**Given text:**

The workbook prompts you to include:
What made them feel proud at work
Community roles or service
Military or public service
A favorite “work story” that sums up who they were
4. Show Who They Were
This is the part that makes people laugh or tear up—sometimes both. Think about:
What they loved doing
Catchphrases or quirks
How they showed love
What made them laugh at themselves
From the workbook:
“Three words to describe them”“What hobbies did they love?”“What do people always remember or say about them?”
This is where their personality shines. Were they the family storyteller? A die-hard plant whisperer? A sarcastic jokester with a soft spot for stray cats? These details matter more than any title.
5. Share a Favorite Thing or Two

Did they listen to Patsy Cline every Sunday? Make the world’s best peach cobbler? Watch the same Hallmark movies every Christmas?
In our workbook, we help you record:
Favorite song, book, or quote
Favorite vacation or memory
A food or drink they couldn’t resist
These little memories help people connect to the obituary—even those reading it years later.
6. Reflect on Legacy

You don’t have to write a life philosophy. But a simple reflection helps close the obituary with grace.

**Raw data:**
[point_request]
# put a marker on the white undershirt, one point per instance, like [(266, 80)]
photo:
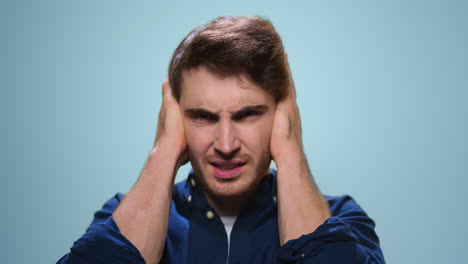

**Set problem 1:** In the obituary-writing guide, rename "little memories" as "small details" and write out the passage from "In our workbook, we" up to and including "it years later.".
**Set problem 2:**
Answer these questions from the obituary-writing guide:
(a) Which singer is named as someone they might have listened to every Sunday?
(b) What do the personality details matter more than?
(c) What does a simple reflection help the obituary do?
**Set problem 3:** Carry on the obituary-writing guide past its last sentence.
None of this work requires the material.

**Written reply 1:**
In our workbook, we help you record:
Favorite song, book, or quote
Favorite vacation or memory
A food or drink they couldn’t resist
These small details help people connect to the obituary—even those reading it years later.

**Written reply 2:**
(a) Patsy Cline
(b) Any title
(c) Close with grace

**Written reply 3:**
Use prompts like:
What were they proud of?
What did they teach us?
What do they want to be remembered for?
Even something short, like:
“More than anything, Joan wanted to be remembered as someone who made people feel seen. And she did.”
7. Add Funeral Details (If Known)
Include:
Service date/time/location
Where to send flowers or donations
Whether there will be a celebration of life later
If this info isn’t ready yet, just say something like “Details forthcoming.”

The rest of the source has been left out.